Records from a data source
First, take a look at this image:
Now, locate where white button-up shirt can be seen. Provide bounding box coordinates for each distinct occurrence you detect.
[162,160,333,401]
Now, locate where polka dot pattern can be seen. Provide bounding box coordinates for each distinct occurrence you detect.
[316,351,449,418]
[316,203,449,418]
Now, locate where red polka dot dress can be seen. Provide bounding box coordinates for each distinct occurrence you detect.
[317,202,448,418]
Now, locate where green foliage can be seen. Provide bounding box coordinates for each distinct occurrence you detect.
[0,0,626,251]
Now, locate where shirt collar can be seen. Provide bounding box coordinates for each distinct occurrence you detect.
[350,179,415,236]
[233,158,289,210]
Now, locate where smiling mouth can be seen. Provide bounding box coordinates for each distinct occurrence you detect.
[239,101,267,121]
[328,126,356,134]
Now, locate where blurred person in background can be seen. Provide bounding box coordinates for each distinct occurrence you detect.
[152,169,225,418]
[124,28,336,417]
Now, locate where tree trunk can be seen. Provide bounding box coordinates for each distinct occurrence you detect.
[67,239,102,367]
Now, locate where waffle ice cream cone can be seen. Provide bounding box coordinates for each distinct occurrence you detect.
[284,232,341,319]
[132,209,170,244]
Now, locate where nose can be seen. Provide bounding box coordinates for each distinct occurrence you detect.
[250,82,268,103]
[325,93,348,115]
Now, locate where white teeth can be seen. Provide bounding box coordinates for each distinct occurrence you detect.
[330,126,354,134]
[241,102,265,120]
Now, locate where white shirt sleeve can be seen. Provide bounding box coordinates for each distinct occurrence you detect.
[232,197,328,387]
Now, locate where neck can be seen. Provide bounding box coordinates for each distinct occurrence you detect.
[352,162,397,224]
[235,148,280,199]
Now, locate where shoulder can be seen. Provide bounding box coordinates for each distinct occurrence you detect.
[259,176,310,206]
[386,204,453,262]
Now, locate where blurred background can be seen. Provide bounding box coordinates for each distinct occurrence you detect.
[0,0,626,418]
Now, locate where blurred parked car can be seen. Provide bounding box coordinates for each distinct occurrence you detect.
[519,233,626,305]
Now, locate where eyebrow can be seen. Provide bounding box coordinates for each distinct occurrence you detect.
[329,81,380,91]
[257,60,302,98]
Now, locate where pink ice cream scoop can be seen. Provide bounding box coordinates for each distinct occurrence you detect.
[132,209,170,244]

TO BE DONE
Return each line of the material above that contains the string "polka".

ANSWER
Now, locate where polka dot pattern can be seen. Provide bounding box coordinates for each distinct occurrence you detect.
Now, locate where red polka dot dress can be seen. Provide bounding box coordinates for each distinct occurrence you detect.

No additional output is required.